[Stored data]
------------
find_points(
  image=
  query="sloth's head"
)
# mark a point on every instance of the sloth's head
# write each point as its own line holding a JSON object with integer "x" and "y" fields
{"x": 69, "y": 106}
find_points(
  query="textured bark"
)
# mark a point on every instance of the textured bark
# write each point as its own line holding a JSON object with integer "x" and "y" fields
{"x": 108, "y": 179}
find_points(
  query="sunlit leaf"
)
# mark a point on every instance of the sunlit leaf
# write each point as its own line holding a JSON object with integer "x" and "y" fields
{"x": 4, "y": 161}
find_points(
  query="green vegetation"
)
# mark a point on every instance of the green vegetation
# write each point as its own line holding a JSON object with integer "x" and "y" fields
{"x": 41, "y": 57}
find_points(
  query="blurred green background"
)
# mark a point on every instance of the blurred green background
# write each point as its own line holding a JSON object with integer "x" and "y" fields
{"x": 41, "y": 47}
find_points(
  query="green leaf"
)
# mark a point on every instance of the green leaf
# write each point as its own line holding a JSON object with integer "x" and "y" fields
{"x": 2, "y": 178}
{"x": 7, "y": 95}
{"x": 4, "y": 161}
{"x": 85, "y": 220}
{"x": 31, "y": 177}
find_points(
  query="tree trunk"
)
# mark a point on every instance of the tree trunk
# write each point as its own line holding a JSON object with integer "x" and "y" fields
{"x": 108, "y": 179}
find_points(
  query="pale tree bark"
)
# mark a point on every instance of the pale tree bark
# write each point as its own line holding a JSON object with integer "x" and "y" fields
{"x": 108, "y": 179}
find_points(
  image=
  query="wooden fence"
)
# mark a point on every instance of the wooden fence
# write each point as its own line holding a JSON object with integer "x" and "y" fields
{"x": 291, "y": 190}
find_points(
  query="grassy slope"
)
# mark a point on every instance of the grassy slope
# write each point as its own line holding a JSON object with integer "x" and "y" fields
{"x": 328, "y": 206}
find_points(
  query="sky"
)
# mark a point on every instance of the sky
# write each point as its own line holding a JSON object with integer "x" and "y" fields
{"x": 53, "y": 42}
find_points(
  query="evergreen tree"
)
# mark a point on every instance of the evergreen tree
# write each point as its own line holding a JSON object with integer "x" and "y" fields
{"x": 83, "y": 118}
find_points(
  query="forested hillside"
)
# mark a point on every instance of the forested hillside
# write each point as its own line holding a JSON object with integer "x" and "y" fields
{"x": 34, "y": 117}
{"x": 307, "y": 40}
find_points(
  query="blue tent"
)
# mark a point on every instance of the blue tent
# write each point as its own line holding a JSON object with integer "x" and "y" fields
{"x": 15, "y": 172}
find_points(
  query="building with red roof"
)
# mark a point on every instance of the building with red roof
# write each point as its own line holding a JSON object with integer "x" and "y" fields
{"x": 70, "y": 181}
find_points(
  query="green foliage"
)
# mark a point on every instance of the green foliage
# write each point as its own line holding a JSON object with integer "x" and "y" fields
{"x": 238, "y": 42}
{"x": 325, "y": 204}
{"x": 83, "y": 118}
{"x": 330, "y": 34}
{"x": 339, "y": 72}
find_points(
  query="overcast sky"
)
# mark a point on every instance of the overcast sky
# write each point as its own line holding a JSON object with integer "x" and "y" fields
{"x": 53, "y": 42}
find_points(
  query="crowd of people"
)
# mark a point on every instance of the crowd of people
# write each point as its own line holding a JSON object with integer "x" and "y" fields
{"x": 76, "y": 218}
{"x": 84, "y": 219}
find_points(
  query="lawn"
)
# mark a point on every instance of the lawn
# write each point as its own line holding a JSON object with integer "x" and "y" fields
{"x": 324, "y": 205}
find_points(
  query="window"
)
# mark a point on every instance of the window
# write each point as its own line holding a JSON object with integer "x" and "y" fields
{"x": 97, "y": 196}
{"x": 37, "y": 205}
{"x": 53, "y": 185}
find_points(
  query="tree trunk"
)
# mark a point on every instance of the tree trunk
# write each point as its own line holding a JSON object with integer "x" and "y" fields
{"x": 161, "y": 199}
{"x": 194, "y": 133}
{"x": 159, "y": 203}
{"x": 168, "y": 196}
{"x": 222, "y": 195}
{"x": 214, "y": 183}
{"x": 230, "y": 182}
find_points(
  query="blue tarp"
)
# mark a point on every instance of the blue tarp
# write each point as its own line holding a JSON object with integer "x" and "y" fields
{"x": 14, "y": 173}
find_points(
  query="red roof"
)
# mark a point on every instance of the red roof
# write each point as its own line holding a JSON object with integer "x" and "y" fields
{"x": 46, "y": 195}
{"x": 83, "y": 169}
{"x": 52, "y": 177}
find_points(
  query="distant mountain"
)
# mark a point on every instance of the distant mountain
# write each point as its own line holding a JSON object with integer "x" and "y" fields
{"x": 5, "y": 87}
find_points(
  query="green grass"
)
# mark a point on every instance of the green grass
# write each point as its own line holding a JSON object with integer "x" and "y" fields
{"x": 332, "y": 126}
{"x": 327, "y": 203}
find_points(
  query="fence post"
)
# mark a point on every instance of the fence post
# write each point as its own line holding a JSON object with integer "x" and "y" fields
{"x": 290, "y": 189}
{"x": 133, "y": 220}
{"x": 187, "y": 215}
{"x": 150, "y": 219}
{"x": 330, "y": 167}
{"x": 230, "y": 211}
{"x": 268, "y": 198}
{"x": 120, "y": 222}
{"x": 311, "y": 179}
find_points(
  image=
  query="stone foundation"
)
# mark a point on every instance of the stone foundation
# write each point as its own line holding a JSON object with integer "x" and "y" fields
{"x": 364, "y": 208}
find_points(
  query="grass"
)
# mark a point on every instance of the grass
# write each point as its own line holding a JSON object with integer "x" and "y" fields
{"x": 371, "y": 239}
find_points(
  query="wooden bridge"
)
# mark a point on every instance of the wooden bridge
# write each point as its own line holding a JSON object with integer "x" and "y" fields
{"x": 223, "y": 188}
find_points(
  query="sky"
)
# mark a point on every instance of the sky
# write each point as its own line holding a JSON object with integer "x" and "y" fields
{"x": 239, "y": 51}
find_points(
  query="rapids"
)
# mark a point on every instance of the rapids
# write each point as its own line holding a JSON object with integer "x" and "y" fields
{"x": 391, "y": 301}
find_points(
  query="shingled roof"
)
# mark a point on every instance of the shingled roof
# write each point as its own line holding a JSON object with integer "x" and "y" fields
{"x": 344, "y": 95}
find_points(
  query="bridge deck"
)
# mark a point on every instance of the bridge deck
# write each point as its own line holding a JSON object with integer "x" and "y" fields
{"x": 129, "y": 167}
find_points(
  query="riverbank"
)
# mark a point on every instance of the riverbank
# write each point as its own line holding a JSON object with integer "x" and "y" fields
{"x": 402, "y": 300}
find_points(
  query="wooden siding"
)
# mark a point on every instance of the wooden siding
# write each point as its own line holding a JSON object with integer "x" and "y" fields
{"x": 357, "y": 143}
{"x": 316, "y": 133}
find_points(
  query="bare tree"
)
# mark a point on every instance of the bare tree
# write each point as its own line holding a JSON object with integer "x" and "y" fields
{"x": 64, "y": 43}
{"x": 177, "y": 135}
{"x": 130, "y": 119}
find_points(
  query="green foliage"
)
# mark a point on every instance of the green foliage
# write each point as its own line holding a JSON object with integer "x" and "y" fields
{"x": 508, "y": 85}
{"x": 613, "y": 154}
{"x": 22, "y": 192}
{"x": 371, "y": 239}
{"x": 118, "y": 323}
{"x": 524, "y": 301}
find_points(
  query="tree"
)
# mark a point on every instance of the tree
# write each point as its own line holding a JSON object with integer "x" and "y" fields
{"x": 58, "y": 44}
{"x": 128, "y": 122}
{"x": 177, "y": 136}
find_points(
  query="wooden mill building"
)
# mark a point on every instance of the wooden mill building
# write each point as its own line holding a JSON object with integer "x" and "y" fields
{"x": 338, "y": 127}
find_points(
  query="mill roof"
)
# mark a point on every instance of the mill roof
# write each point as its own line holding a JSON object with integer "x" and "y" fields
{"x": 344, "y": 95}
------------
Directions for this task: Report each line of the stored data entries above that contains the string "slope".

Solution:
  query="grassy slope"
# mark a point on every instance of the grassy slope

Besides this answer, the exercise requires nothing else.